_SOURCE DATA_.
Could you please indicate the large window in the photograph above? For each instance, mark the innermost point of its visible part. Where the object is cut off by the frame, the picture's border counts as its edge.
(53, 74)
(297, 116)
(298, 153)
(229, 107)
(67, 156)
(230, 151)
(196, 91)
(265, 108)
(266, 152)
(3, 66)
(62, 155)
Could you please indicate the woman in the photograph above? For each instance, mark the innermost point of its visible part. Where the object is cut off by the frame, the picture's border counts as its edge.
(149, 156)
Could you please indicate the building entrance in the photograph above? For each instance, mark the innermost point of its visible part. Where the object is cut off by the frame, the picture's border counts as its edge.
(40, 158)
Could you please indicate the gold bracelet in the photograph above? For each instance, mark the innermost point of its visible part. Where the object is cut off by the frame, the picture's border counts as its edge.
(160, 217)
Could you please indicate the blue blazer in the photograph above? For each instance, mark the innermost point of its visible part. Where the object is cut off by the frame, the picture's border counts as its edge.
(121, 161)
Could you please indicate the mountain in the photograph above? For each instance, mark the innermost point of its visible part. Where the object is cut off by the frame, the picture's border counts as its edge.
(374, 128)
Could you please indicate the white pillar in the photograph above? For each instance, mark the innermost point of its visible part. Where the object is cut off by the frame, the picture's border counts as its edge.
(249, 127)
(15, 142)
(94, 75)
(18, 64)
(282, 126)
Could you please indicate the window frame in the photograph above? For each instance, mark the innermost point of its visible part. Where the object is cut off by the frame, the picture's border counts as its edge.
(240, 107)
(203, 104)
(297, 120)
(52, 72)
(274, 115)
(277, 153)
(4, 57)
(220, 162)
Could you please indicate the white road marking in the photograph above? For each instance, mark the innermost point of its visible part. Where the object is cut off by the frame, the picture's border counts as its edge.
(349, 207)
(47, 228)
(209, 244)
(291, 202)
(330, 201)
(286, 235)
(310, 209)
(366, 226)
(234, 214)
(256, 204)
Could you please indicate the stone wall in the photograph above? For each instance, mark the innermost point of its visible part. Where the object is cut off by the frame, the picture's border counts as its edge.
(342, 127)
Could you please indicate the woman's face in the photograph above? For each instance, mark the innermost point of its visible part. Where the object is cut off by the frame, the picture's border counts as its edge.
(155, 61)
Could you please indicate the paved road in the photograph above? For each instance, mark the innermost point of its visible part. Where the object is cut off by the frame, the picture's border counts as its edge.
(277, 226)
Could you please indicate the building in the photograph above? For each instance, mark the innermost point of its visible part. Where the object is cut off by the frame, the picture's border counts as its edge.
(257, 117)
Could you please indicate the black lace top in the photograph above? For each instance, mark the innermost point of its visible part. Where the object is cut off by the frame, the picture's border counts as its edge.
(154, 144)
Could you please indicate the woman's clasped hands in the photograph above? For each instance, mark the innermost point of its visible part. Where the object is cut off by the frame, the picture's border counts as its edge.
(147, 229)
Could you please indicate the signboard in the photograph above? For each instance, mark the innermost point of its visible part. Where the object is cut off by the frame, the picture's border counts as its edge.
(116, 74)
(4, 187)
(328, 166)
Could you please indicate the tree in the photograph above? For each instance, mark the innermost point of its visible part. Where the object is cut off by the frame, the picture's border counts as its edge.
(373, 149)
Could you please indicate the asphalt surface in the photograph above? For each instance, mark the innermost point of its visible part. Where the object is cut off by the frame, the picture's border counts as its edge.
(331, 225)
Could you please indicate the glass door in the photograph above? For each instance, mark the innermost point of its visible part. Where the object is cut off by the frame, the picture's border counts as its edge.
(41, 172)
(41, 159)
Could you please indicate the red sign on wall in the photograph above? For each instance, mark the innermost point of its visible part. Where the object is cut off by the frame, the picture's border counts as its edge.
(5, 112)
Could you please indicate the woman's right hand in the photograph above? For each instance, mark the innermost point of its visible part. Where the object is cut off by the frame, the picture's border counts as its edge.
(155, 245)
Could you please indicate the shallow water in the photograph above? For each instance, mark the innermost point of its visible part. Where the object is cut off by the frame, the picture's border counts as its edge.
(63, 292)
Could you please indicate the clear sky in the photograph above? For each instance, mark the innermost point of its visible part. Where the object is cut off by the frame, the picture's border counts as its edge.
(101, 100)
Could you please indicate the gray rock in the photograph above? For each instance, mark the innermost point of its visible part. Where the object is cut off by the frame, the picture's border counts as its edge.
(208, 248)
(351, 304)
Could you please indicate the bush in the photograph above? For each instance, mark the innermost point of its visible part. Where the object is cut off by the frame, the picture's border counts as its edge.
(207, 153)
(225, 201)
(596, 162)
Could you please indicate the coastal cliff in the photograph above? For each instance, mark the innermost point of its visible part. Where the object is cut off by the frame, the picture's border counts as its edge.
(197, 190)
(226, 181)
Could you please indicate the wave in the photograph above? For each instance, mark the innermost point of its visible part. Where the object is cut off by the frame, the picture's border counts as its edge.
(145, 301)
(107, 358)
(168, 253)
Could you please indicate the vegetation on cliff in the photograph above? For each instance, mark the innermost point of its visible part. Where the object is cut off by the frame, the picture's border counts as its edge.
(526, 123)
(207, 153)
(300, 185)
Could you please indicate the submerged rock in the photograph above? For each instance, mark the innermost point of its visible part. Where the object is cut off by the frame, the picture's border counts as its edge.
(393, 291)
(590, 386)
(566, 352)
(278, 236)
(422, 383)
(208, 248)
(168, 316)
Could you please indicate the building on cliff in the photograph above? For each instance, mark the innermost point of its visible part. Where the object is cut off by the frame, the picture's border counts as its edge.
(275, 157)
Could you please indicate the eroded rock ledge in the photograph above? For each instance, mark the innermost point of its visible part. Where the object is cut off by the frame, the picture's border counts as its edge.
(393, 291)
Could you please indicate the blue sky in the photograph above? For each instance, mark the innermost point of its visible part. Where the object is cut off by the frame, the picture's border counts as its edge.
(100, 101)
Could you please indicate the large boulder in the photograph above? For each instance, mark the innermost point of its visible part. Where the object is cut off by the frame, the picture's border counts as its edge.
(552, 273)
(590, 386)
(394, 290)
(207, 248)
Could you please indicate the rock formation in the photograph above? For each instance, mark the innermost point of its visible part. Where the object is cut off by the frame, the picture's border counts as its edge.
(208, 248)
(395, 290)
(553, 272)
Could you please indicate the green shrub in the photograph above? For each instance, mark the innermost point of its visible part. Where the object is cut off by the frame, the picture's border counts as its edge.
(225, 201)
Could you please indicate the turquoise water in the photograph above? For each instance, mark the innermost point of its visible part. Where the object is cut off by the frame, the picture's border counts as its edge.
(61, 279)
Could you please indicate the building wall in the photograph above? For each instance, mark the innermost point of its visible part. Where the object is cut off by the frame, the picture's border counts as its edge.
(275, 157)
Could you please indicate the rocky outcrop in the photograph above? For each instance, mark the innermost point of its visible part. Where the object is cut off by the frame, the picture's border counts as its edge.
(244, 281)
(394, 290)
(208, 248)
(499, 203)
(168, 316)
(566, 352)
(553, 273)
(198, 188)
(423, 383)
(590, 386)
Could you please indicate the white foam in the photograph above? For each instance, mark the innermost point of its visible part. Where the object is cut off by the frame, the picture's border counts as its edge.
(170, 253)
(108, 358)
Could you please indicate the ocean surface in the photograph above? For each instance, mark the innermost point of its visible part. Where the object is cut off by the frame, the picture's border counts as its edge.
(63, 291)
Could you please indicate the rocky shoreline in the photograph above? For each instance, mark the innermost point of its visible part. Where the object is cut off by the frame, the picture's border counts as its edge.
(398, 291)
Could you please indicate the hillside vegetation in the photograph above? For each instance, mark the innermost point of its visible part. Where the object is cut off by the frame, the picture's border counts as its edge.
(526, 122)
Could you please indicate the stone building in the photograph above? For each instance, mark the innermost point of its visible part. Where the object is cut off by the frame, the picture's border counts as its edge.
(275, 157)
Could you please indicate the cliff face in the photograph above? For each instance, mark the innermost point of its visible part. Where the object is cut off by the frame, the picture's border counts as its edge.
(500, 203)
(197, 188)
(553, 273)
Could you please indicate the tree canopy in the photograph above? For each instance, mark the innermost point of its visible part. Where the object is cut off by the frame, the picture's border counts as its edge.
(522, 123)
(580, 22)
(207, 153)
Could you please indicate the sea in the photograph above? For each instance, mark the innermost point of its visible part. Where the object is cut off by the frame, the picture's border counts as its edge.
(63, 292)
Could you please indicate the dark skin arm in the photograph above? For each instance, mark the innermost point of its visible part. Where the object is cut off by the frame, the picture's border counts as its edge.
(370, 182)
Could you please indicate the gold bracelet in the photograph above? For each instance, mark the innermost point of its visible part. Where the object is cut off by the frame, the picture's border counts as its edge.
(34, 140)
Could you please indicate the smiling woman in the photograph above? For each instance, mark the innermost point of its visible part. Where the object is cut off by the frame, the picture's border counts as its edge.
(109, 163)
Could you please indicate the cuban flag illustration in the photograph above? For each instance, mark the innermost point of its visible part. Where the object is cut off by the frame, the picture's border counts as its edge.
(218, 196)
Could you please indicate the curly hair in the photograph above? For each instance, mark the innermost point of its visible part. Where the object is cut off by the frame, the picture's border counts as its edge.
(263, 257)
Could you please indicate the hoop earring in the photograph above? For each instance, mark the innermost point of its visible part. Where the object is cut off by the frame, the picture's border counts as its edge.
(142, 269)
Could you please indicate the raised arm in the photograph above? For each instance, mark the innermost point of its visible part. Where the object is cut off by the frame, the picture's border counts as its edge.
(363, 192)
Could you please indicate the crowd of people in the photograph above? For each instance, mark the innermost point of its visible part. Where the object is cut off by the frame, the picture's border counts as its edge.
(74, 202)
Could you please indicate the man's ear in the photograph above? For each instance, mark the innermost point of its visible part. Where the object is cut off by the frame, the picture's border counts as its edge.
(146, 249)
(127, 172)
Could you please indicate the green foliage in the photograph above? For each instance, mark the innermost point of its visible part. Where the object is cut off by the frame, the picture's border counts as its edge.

_GIVEN PROBLEM_.
From the line holding "Could you please indicate the dark" to the last line of the records, quote each line exactly and add nothing.

_SOLUTION TO THIS PROBLEM_.
Could you please indicate the dark skin arm in the photograph above? For each instance, mark the innermost point of its visible part. Where the object is cut off by the frame, the picture's border counts as its edge.
(370, 182)
Could you please indicate the gold bracelet in the photograph above? For each instance, mark the innermost point of its visible part. Where the object is cut off by the frame, the picture's border counts as its edge.
(34, 140)
Could you please indicate the smiling woman in the photograph above? For each instance, mark the innermost point of its visible part. Where the object is cut off by the frame, the picture's border counts as its edge.
(109, 163)
Could you please indicate the cuban flag illustration in the photograph above? For each instance, mark the innermost point of its visible part. Where the object is cut off by the frame, the picture's border counts as its edge.
(218, 196)
Could you please indicate the curly hair in the photograph above? For each instance, mark the innermost point of its visible part. Where the object is cut off by the frame, the picture's border counts as its edge.
(263, 257)
Could you please indicate the hoop earring in the photograph above? For each instance, mark the innermost point of its visible part. Where the object is cut off by the frame, the picture's border counts as its edge.
(142, 269)
Could you please indicate the raised arm in the photograph above? For each instance, mark the innermost point of its visible part. Where the object is cut off by the frame, the picture's border counts as its edge.
(363, 192)
Could you please indicate the crowd of people in the photograph above? For each instance, mark the innermost point of its visible part. Where the object is cut off by the frame, the picture's border counts as its edge.
(74, 202)
Could you please indicate the man's ear in the photograph above? For each instance, mark the innermost point of its visible part. Where the object is cut off by the frame, the picture's border counts as its edge.
(146, 249)
(127, 172)
Could you please indicate the green foliage in the photograph above? For each instance, mark the innermost point of its visible part. Where the object is cut off by the frame, the picture's border counts as its edge.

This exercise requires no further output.